_0063_UniquePathsII.java

package com.diguage.algorithm.leetcode;

import java.util.Objects;

/**
 * = 63. Unique Paths II
 *
 * https://leetcode.com/problems/unique-paths-ii/[Unique Paths II - LeetCode]
 *
 * A robot is located at the top-left corner of a m x n grid (marked 'Start' in the diagram below).
 *
 * The robot can only move either down or right at any point in time. The robot is trying to reach the bottom-right corner of the grid (marked 'Finish' in the diagram below).
 *
 * Now consider if some obstacles are added to the grids. How many unique paths would there be?
 *
 * An obstacle and empty space is marked as 1 and 0 respectively in the grid.
 *
 * *Note:* m and n will be at most 100.
 *
 * .Example 1:
 * [source]
 * ----
 * Input:
 * [
 *   [0,0,0],
 *   [0,1,0],
 *   [0,0,0]
 * ]
 * Output: 2
 * Explanation:
 * There is one obstacle in the middle of the 3x3 grid above.
 * There are two ways to reach the bottom-right corner:
 * 1. Right -> Right -> Down -> Down
 * 2. Down -> Down -> Right -> Right
 * ----
 *
 * @author D瓜哥, https://www.diguage.com/
 * @since 2019-10-26 23:50
 */
public class _0063_UniquePathsII {
    /**
     * Runtime: 0 ms, faster than 100.00% of Java online submissions for Unique Paths II.
     * <p>
     * Memory Usage: 40.5 MB, less than 33.84% of Java online submissions for Unique Paths II.
     */
    public int uniquePathsWithObstacles(int[][] obstacleGrid) {
        if (Objects.isNull(obstacleGrid)
                || obstacleGrid.length == 0
                || obstacleGrid[0].length == 0
                || obstacleGrid[0][0] == 1) {
            return 0;
        }
        obstacleGrid[0][0] = 1;

        int m = obstacleGrid.length;
        for (int i = 1; i < m; i++) {
            if (obstacleGrid[i][0] == 0 && obstacleGrid[i - 1][0] == 1) {
                obstacleGrid[i][0] = 1;
            } else {
                obstacleGrid[i][0] = 0;
            }
        }
        int n = obstacleGrid[0].length;
        for (int j = 1; j < n; j++) {
            if (obstacleGrid[0][j] == 0 && obstacleGrid[0][j - 1] == 1) {
                obstacleGrid[0][j] = 1;
            } else {
                obstacleGrid[0][j] = 0;
            }
        }
        for (int i = 1; i < m; i++) {
            for (int j = 1; j < n; j++) {
                if (obstacleGrid[i][j] == 1) {
                    obstacleGrid[i][j] = 0;
                } else {
                    obstacleGrid[i][j] = obstacleGrid[i - 1][j] + obstacleGrid[i][j - 1];
                }
            }
        }
        return obstacleGrid[m - 1][n - 1];
    }

    /**
     * Runtime: 1 ms, faster than 23.04% of Java online submissions for Unique Paths II.

_RECORDED INFORMATION_.
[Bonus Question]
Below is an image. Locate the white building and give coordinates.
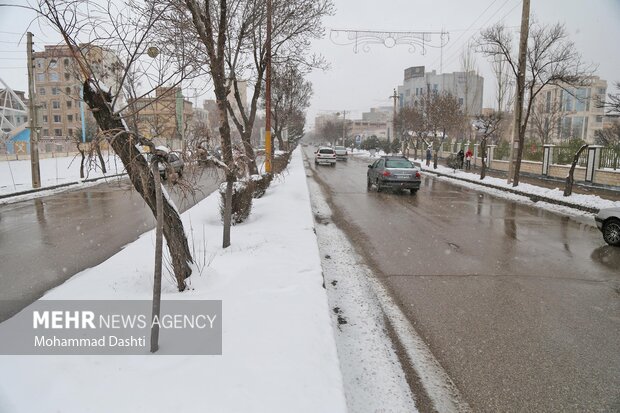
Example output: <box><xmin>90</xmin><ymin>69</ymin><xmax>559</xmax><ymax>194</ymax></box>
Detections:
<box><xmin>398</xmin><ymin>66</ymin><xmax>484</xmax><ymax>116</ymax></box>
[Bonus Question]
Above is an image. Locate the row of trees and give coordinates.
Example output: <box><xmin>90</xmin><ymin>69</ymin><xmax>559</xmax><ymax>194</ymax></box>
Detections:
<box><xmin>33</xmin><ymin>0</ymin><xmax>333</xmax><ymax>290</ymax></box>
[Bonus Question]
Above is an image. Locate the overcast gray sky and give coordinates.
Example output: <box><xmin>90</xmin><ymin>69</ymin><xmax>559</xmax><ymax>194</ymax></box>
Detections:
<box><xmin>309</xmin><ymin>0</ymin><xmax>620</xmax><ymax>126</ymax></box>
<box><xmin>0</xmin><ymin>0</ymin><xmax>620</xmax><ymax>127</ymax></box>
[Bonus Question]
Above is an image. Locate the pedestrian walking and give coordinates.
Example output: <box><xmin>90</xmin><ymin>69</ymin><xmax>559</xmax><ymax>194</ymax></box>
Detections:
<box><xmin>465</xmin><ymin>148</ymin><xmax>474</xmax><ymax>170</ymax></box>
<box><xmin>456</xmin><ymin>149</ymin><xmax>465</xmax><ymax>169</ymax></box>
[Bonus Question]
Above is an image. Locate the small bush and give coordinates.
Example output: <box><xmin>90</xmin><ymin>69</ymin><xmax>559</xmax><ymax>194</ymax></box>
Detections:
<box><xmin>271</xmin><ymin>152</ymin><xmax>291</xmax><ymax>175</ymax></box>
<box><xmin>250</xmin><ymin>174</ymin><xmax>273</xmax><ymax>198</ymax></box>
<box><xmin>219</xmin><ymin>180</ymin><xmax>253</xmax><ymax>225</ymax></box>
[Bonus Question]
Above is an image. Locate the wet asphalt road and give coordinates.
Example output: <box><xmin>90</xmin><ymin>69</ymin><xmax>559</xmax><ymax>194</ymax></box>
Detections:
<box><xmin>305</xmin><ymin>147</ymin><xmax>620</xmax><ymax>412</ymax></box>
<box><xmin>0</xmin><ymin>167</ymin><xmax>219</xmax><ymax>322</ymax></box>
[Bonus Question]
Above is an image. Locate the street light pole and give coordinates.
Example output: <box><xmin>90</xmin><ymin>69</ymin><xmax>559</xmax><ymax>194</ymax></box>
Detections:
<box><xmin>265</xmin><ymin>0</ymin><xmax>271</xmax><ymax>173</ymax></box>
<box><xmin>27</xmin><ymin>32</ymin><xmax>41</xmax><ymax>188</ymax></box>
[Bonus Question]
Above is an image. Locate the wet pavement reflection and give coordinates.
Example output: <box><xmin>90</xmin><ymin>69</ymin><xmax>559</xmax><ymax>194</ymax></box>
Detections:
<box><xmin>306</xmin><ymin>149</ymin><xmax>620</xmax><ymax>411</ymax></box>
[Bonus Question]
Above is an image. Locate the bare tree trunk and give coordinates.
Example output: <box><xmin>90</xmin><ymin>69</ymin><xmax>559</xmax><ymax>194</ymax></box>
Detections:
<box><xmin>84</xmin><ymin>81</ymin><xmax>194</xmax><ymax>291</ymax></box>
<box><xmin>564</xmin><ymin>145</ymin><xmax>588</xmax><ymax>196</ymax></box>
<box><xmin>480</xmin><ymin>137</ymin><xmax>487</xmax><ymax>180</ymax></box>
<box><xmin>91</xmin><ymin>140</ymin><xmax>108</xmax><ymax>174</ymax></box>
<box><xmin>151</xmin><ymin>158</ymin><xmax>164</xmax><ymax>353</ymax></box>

_TASK DESCRIPTION_. Copy the Unique Paths II code starting at "import java.util.Objects;" and ending at "(marked 'Finish' in the diagram below).", substituting "rover" for each "robot". The lines here come from a source separate from the Unique Paths II code.

_COMPLETED EXERCISE_.
import java.util.Objects;

/**
 * = 63. Unique Paths II
 *
 * https://leetcode.com/problems/unique-paths-ii/[Unique Paths II - LeetCode]
 *
 * A rover is located at the top-left corner of a m x n grid (marked 'Start' in the diagram below).
 *
 * The rover can only move either down or right at any point in time. The rover is trying to reach the bottom-right corner of the grid (marked 'Finish' in the diagram below).